▶ PROBLEM REQUIREMENTS
From the data below, return each line in which the string "weed" is found.

▶ Point-per-instance localization data
*****
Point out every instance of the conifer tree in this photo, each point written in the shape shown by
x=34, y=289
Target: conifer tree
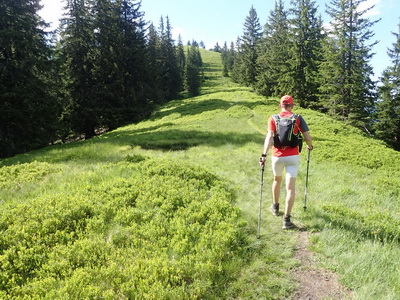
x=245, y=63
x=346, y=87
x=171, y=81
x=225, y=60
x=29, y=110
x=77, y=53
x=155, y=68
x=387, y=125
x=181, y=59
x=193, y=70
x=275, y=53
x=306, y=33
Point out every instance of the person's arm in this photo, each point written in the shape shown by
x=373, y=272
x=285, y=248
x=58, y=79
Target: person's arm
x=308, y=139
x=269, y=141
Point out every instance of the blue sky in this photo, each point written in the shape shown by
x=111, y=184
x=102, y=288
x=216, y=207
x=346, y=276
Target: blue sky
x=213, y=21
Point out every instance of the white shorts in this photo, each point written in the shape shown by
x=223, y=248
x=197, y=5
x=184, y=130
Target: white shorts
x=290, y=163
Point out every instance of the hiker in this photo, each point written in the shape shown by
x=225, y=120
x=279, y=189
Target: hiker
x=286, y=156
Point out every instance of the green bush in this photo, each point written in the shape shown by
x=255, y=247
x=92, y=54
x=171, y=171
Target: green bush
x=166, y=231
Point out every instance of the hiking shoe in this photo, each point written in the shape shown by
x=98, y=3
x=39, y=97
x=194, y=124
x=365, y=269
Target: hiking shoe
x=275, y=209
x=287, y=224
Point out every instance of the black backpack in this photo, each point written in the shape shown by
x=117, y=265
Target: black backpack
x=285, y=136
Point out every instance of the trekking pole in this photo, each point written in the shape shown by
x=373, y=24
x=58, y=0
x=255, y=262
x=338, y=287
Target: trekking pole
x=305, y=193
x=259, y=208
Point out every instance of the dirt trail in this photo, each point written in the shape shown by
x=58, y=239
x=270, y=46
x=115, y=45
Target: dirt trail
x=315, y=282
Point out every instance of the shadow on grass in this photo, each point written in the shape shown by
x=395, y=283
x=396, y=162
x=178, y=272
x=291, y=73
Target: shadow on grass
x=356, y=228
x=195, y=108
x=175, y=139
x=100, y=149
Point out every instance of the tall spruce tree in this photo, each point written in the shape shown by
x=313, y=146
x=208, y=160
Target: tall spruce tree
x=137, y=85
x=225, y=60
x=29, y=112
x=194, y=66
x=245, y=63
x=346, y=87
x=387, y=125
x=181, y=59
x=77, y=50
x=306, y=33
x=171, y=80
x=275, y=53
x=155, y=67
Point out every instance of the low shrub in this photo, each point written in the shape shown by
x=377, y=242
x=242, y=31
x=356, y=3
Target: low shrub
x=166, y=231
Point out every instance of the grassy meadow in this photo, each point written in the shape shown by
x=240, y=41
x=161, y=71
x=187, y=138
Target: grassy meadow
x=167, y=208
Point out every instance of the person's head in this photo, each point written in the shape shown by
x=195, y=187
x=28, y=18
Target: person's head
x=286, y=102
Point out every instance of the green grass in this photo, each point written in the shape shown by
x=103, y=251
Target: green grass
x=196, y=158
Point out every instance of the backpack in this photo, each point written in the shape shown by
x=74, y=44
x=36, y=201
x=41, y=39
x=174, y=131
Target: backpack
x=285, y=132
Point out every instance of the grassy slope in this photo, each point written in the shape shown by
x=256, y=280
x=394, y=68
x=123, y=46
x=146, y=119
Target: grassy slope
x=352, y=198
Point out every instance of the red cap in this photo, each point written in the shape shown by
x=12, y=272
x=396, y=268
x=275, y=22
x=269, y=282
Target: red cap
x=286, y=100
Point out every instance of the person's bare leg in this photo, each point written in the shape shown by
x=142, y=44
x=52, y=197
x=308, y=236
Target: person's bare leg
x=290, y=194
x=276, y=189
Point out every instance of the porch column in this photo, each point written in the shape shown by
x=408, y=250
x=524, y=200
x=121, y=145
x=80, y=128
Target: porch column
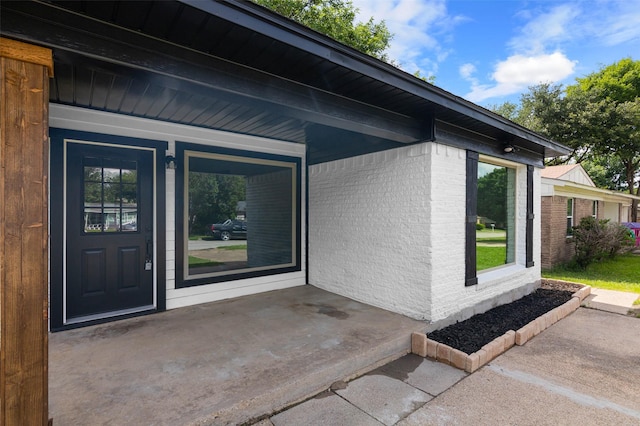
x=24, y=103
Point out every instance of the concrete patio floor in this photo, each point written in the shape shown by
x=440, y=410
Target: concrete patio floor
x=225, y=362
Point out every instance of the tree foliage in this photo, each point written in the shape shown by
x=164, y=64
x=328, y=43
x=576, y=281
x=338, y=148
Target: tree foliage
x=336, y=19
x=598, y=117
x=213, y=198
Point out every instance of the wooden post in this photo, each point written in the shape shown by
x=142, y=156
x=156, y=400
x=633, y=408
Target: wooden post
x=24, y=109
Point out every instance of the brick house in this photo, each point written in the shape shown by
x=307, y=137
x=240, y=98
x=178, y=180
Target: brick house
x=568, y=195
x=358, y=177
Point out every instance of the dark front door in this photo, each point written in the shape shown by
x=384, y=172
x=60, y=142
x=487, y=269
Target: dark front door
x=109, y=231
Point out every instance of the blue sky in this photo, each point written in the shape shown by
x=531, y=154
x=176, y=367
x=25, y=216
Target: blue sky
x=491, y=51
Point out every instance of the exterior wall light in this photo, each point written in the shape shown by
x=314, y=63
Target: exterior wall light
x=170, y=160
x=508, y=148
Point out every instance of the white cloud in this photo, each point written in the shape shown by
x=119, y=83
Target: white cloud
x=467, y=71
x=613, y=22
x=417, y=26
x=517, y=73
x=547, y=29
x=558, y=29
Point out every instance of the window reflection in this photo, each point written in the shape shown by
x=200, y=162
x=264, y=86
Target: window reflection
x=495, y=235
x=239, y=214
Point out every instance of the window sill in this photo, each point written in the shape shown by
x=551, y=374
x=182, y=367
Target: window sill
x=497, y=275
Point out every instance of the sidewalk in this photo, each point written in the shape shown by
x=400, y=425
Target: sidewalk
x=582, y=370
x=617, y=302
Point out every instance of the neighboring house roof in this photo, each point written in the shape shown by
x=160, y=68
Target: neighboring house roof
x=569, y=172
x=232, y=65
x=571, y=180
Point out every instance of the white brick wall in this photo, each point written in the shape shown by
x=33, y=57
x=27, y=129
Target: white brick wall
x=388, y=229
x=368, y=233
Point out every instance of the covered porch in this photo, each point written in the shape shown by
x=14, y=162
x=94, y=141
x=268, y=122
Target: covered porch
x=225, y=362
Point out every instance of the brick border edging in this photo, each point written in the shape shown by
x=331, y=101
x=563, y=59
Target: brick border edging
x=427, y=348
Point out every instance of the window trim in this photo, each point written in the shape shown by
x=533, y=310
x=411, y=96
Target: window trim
*****
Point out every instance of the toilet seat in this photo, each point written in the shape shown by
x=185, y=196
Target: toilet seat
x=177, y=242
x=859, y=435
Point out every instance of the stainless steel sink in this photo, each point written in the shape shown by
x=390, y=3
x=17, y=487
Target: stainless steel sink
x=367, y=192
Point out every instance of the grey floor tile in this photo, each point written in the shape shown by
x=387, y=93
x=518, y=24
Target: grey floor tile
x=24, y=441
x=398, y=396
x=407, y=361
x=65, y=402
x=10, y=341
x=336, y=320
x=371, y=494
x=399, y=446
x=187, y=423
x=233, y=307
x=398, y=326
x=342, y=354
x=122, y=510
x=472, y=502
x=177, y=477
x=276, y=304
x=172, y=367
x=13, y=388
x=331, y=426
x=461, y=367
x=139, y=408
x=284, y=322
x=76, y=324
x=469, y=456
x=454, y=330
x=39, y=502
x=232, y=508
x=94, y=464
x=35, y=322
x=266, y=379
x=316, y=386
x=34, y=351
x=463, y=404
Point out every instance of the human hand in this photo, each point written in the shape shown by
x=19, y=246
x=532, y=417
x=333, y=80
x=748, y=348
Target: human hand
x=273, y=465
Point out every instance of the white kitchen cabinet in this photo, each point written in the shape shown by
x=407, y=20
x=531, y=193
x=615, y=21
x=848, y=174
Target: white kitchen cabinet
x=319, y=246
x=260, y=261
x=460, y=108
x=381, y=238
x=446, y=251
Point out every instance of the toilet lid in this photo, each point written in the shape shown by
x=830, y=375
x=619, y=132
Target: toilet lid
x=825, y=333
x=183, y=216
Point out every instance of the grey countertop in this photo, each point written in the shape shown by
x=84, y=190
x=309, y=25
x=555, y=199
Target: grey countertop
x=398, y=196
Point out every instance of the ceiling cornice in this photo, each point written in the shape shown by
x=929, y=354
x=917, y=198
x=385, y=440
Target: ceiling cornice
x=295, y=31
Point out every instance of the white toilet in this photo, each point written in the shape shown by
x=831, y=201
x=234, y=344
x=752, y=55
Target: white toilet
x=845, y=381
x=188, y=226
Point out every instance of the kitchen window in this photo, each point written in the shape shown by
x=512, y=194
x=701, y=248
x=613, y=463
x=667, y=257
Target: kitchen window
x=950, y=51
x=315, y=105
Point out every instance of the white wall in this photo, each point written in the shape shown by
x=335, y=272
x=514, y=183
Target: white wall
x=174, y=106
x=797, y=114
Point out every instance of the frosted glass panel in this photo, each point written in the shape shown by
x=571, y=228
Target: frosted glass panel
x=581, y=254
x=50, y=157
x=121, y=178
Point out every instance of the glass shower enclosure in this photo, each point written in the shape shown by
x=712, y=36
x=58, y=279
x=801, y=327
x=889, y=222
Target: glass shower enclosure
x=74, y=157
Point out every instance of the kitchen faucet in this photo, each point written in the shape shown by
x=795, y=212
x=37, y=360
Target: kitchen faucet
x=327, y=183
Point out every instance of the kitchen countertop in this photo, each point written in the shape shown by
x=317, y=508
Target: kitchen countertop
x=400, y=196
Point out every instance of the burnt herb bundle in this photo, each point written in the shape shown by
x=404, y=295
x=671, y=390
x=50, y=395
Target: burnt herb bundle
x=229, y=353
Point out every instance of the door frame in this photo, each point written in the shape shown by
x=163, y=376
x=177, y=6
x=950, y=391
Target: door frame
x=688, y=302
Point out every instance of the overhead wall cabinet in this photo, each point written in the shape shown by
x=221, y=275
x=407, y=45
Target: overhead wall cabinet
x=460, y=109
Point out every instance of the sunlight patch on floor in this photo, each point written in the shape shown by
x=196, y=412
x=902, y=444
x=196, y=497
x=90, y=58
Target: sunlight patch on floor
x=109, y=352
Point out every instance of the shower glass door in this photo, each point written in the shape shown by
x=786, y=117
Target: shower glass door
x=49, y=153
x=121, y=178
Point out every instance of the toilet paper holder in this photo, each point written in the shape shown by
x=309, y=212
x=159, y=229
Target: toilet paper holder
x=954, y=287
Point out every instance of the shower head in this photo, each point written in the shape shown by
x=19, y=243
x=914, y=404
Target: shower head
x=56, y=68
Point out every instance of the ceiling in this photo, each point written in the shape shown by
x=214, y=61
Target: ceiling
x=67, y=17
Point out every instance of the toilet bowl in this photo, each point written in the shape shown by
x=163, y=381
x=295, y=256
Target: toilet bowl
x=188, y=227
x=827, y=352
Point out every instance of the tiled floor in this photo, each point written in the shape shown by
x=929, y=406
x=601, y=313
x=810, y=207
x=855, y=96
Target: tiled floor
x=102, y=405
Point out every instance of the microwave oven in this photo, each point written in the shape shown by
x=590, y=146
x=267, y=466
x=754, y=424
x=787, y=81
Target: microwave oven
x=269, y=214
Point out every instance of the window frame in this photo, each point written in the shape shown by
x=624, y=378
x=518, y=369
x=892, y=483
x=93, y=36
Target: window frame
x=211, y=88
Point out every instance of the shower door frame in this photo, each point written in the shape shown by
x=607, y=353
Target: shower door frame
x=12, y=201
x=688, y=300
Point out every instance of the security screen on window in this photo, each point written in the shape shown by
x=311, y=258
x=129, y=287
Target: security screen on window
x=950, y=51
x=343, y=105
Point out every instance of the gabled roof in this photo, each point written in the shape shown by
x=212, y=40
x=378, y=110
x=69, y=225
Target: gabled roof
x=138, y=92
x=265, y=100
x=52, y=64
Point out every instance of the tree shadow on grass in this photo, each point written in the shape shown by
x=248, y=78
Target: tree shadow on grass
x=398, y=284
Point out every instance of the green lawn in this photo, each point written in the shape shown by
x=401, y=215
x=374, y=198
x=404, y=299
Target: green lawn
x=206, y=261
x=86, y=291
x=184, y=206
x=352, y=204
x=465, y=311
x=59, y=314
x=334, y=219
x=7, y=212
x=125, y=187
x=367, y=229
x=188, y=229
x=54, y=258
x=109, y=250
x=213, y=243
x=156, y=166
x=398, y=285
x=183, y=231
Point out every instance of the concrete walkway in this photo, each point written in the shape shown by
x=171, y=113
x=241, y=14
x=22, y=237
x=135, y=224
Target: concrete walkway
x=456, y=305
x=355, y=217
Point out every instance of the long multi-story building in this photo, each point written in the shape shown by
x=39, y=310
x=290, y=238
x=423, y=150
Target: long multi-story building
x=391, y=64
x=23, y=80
*****
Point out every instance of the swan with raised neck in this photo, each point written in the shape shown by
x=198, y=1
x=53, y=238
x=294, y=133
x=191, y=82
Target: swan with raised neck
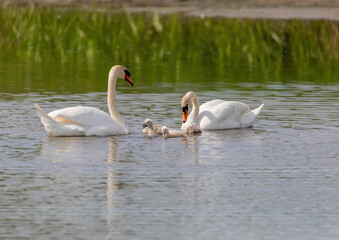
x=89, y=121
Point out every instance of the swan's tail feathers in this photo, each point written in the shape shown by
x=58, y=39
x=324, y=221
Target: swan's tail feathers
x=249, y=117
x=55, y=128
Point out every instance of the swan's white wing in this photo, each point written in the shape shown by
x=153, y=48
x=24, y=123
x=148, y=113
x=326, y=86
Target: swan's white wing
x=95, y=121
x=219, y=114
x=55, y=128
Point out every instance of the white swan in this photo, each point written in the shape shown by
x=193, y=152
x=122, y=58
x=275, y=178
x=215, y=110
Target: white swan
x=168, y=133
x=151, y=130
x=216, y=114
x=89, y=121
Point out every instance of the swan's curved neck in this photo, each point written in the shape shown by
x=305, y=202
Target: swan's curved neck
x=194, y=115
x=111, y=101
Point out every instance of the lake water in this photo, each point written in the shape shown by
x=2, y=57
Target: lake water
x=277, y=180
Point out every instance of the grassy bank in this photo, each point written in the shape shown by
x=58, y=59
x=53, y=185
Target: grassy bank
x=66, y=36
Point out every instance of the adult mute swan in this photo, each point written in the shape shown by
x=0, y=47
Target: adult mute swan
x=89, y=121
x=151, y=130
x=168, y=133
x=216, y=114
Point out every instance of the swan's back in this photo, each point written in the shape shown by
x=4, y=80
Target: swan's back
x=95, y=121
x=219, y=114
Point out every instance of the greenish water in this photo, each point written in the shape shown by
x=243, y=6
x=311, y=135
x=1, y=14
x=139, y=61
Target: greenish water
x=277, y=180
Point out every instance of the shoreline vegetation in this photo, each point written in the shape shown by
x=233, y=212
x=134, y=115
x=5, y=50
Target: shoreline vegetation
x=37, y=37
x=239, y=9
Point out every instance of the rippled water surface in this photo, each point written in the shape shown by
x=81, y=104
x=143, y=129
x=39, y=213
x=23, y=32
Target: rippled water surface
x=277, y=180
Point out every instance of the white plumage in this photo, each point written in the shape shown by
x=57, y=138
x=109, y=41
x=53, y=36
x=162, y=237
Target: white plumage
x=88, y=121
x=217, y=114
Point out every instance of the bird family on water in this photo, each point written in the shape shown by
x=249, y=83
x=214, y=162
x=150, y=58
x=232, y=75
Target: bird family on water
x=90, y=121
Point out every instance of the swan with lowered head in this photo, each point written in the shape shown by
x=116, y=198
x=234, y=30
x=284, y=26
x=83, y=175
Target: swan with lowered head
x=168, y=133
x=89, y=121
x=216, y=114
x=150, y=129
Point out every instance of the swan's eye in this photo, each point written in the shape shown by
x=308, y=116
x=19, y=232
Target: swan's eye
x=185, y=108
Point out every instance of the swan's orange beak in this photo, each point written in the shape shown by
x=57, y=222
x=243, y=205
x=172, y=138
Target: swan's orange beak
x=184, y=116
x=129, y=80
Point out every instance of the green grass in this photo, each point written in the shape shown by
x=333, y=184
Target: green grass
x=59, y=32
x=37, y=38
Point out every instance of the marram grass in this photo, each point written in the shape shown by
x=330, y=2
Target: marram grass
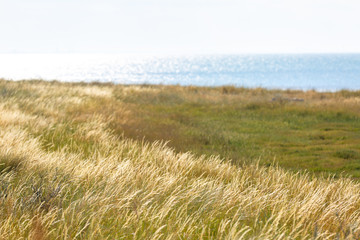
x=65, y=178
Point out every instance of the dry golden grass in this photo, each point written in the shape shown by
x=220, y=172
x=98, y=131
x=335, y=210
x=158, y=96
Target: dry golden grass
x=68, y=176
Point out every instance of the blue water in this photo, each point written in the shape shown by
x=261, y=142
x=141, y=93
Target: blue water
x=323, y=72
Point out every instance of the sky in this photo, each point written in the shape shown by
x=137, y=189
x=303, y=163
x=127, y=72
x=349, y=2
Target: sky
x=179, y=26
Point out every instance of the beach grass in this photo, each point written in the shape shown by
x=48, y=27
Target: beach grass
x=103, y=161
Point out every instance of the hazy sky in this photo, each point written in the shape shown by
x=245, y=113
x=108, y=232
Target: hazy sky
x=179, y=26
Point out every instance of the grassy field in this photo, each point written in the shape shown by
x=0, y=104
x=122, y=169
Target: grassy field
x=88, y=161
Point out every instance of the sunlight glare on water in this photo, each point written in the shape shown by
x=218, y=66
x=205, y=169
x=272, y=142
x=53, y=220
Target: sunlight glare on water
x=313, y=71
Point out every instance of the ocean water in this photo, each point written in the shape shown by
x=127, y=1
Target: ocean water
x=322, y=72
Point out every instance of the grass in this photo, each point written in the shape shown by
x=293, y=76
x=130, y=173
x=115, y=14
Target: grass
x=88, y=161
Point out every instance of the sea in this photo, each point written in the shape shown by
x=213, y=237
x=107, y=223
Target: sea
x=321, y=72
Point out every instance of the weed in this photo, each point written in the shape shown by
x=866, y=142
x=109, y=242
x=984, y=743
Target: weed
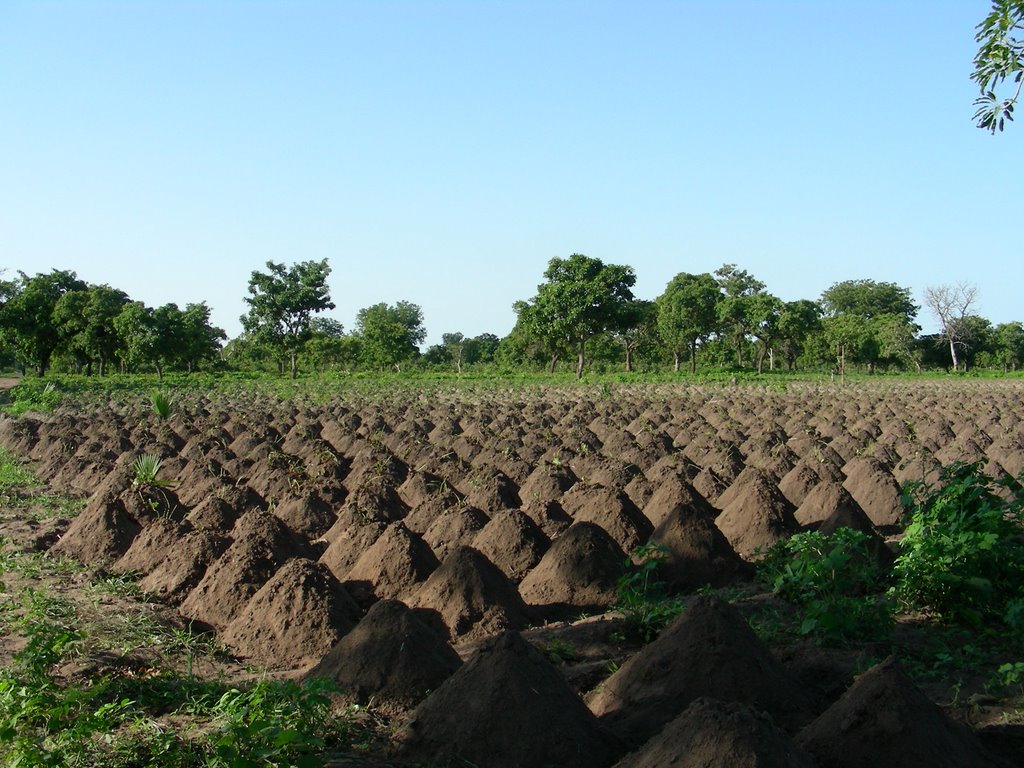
*****
▶ YOUR SOLUTION
Point out every instance of the weed in this photo, each point written in the shape shown by
Target: weed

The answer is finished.